Tâches à réaliser:
#1 D'après l'extrait juridique, les affirmations suivantes sont-elles exactes ? Répondez par oui ou par non et citez à chaque fois les mots décisifs du texte. (a) Le demandeur aurait fui son pays d'origine le 30 décembre 2020. (b) Le tribunal est saisi de la décision du 3 juillet 2024 en ce qu'elle accorde une protection internationale au demandeur. (c) L'avis de recherche visant le demandeur a été émis le 10 mars 2020.
#2 Dans l'extrait juridique, reformulez sous forme de liste le paragraphe commençant par « Etant donné que le tribunal est saisi », en conservant ses faits principaux.
#3 Prolongez l'extrait juridique à partir de sa dernière phrase.

Etant donné que le tribunal est saisi dans les limites de la décision qui lui est déférée, de sorte à n’être saisi, en l’espèce, que de la décision du 3 juillet 2024 en ce qu’elle déclare irrecevable la deuxième demande de protection internationale introduite par le demandeur, il ne saurait que se prononcer, dans le cadre du recours en annulation dont il est saisi, sur la légalité de la seule décision d’irrecevabilité dans la limite des moyens dont il est saisi. Il s’ensuit que la demande lui adressée par le demandeur en vue de se voir accorder un statut de protection internationale doit être déclarée irrecevable, alors qu’elle dépasse le cadre du litige actuel.

6A l’appui de son recours, le demandeur reprend, en substance, les faits et rétroactes tels que retranscrits ci-avant, en donnant à considérer qu’il aurait fui son pays d’origine le 30 décembre 2020, alors qu’il craindrait d’y être emprisonné, voire tué par les autorités guinéennes. Il renvoie, à cet égard, à ses développements faits au cours de la procédure contentieuse relative à sa première demande de protection internationale, en rappelant plus particulièrement qu’un avis de recherche aurait été émis par les autorités guinéennes à son encontre le 10 février 2020 pour « […] Trouble à l’Ordre Public, Organisation des réunions ou meeting non autorisés. Atteinte à la sûreté intérieure de l’Etat lors des évènements tragiques du FNDC contre le troisième Mandat de Pr Alpha CONDE. Membre du mouvement de la Jeunesse de I’U.F.D.G de Wanindara Commune de Ratoma […] ».

(Lignes du jeu de données sur l'emplacement des objets)
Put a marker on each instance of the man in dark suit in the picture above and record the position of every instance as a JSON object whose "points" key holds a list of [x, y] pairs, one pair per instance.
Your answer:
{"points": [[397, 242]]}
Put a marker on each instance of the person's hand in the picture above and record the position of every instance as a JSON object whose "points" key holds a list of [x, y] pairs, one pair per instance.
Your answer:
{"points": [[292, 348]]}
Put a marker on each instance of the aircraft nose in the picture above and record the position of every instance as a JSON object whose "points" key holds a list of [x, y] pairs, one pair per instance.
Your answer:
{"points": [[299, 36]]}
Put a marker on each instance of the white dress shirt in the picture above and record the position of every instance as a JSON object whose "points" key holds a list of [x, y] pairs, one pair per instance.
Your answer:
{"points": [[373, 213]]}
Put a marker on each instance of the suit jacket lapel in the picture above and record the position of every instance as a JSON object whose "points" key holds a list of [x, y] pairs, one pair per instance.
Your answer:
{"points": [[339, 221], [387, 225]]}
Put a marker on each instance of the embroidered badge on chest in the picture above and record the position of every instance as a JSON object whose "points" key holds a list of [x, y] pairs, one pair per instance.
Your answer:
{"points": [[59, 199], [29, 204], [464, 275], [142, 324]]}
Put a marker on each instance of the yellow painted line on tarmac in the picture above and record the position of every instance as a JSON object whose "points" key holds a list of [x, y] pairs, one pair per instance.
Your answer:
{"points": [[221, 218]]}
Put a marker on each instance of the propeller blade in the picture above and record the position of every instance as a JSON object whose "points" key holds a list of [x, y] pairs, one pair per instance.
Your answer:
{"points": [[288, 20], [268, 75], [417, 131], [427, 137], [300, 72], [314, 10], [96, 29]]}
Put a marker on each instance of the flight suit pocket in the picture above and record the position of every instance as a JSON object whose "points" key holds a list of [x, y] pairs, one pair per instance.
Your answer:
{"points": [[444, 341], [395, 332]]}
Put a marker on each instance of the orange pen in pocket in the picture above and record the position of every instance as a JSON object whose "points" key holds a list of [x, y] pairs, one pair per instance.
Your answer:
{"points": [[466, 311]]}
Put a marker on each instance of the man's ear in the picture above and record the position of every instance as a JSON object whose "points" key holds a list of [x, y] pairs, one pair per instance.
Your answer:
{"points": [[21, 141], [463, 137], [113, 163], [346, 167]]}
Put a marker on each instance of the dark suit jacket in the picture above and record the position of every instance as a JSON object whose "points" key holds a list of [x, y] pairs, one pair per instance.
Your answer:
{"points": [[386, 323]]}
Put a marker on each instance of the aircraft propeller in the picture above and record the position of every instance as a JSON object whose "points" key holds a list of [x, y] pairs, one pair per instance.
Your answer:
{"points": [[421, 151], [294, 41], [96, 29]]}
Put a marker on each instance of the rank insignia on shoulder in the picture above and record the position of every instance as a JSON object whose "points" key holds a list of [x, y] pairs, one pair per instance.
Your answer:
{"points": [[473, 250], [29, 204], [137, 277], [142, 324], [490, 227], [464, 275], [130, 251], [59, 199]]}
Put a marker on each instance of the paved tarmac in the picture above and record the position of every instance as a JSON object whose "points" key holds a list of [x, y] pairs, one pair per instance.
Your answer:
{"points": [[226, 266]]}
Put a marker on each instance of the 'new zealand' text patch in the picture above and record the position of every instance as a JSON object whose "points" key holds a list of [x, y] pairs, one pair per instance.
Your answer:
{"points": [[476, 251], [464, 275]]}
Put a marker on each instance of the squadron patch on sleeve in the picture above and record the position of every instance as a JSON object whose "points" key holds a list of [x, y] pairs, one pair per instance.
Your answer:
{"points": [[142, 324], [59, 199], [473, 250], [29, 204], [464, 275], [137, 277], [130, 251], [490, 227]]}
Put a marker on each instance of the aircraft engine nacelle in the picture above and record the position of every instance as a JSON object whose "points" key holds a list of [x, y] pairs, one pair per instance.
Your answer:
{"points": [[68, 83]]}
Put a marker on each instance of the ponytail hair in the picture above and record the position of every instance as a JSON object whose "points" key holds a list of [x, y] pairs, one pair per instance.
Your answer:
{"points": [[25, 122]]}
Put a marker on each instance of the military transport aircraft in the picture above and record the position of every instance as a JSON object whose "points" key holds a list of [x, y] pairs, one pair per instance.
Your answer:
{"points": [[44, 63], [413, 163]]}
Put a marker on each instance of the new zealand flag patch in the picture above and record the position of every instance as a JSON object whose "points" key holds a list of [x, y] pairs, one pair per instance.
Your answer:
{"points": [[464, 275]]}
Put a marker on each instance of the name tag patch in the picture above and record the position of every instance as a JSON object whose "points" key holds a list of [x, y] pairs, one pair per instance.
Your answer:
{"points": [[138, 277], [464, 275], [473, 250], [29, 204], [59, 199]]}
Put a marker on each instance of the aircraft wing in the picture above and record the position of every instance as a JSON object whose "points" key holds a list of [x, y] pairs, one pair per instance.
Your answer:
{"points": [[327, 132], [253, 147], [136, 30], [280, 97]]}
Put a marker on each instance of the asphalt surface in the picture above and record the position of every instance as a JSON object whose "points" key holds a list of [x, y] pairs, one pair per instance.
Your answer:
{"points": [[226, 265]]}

Réponses fournies:
#1
(a) Oui : « il aurait fui son pays d’origine le 30 décembre 2020 ».
(b) Non : « en ce qu’elle déclare irrecevable la deuxième demande de protection internationale introduite par le demandeur ».
(c) Non : « un avis de recherche aurait été émis par les autorités guinéennes à son encontre le 10 février 2020 ».

#2
- Le tribunal n'est saisi que de la décision du 3 juillet 2024, en ce qu'elle déclare irrecevable la deuxième demande de protection internationale du demandeur.
- Dans ce recours en annulation, il ne peut se prononcer que sur la légalité de cette décision d'irrecevabilité, dans la limite des moyens invoqués.
- La demande du demandeur visant à obtenir un statut de protection internationale est donc irrecevable, car elle dépasse le cadre du litige actuel.

#3
Il verse à l’appui de sa requête introductive d’instance un acte de naissance délivré par la commune de … en Guinée, une attestation testimoniale de son épouse, Madame …, aux termes de laquelle il aurait été emprisonné pendant six mois par les autorités guinéennes pour des « délits d’organisations de meetings interdits et manifestation contre le 36e mandat de l’ancien président Alpha Condé », ainsi que des photos montrant les sévices lui infligées par des coups de fouets lors de son emprisonnement à Conakry en Guinée.

En droit, le demandeur se prévaut d’abord d’une violation de l’article 37, paragraphe (3), point a) de la loi du 18 décembre 2015 en ce que le ministre aurait omis de prendre en considération tous les faits pertinents concernant son pays d’origine, en ce compris les lois et règlements en vigueur et la manière dont ils seraient appliqués, au moment où il aurait pris sa décision.

Dans ce contexte, le demandeur expose la situation politique en Guinée et notamment la manière dont le colonel Mamady DOUMBOUYA serait arrivé au pouvoir suite au coup d’Etat militaire du 5 septembre 2021. Il donne à considérer que la Conférence des Chefs d’Etat et de Gouvernement de la Communauté Economique des Etats de l’Afrique de l’Ouest (CEDEAO) aurait tenu une session extraordinaire à New York, en marge de l’Assemblée Générale des Nations Unies, le 22 septembre 2022 pour prendre des sanctions diplomatiques, économiques et financières à l’encontre de la Guinée suite au rapport alarmant de son médiateur. Ainsi, le ministre aurait omis de prendre en considération le fait que la junte militaire au pouvoir continuerait les persécutions de l’ancien régime, l’instrumentalisation de la justice, l’interdiction de manifester et la dissolution des associations, faits qui justifieraient, de par leur nature et leur gravité, l’octroi du statut de réfugié, sinon du statut conféré par la protection subsidiaire dans son chef.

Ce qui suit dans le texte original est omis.